**EXTRACTED INFORMATION**

= = = = =

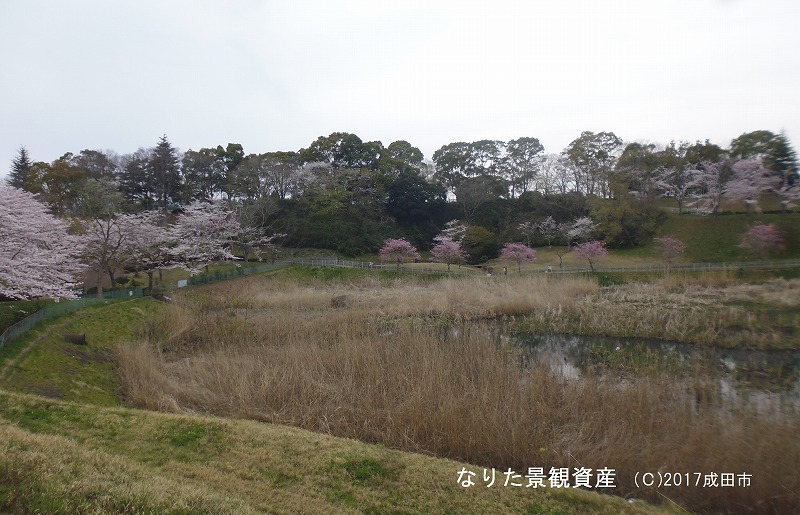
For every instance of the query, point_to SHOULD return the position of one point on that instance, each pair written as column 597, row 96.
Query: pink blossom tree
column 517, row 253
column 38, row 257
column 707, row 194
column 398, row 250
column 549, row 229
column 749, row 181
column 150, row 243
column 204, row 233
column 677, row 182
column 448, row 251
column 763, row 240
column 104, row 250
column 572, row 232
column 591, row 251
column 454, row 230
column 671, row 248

= = = = =

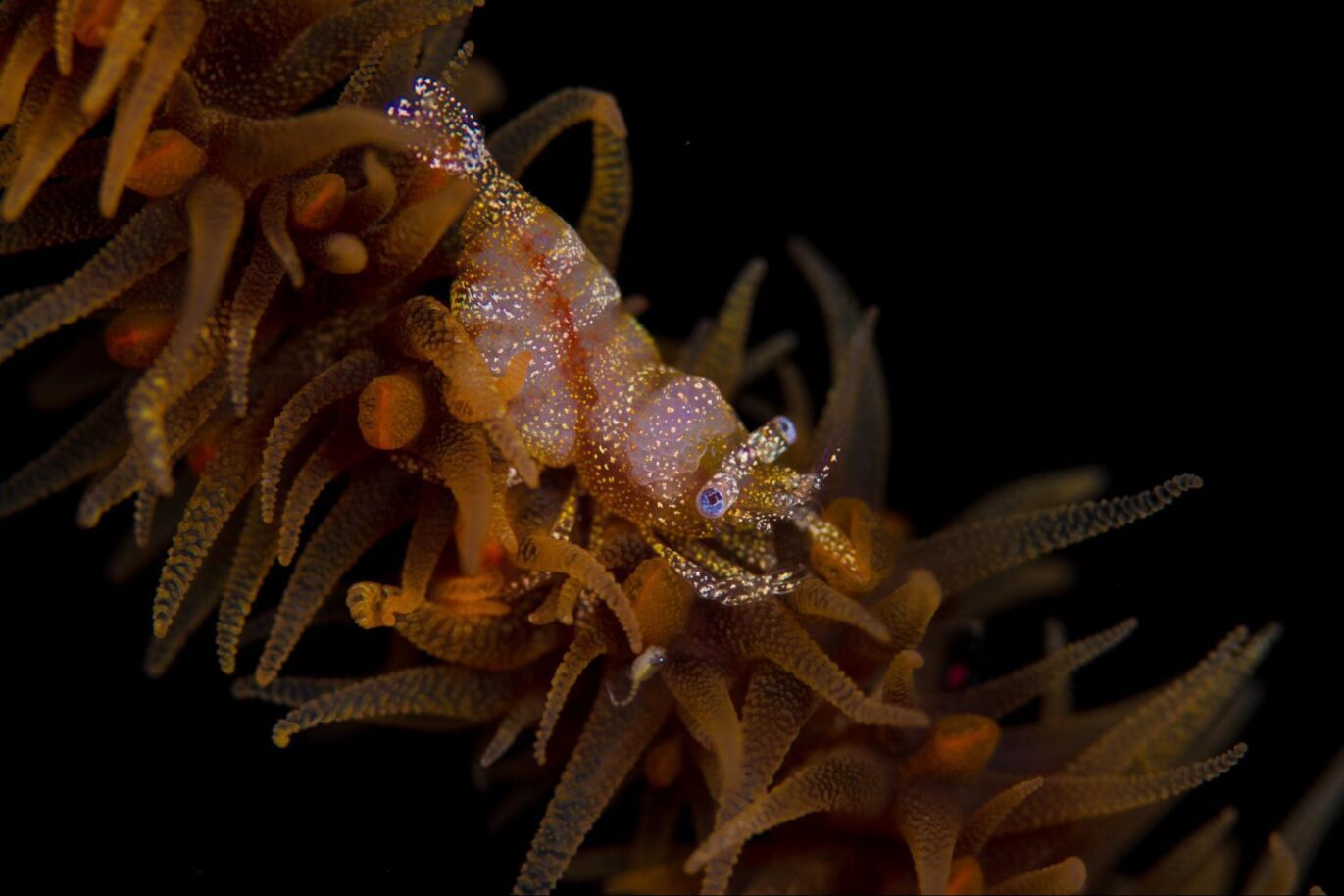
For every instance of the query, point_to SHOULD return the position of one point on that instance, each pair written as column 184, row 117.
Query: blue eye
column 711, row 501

= = = = =

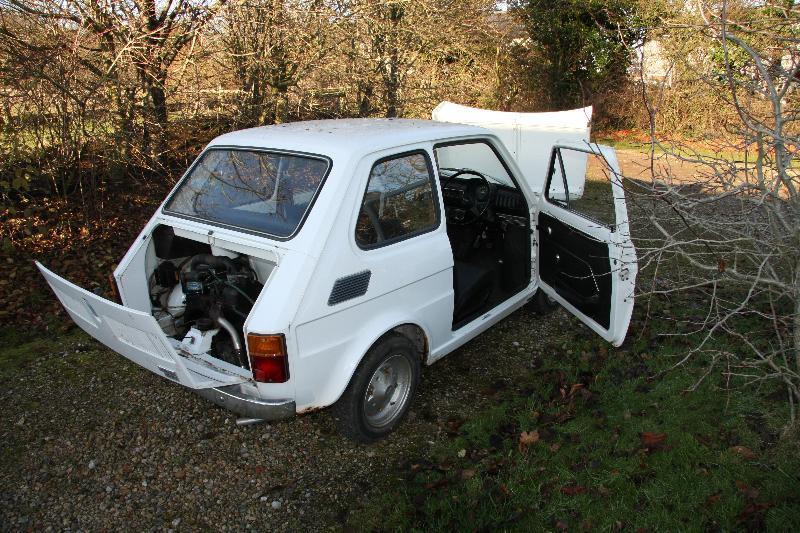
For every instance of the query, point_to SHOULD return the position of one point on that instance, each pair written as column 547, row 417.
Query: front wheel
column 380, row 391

= = = = =

**WHAT TO PRODUCE**
Please lay out as a Markdown table, with columns No. and Line, the lines from the one containing "547, row 417." up to and including the one containing "column 380, row 391". Number each line and leave out any blank lines.

**WORKED ANSWER**
| No. | Line |
|---|---|
| 1 | For every instance of the query, point_to SHOULD return the position of one point on that instance, each pair written as column 547, row 417. |
| 2 | Query: front wheel |
| 3 | column 380, row 391 |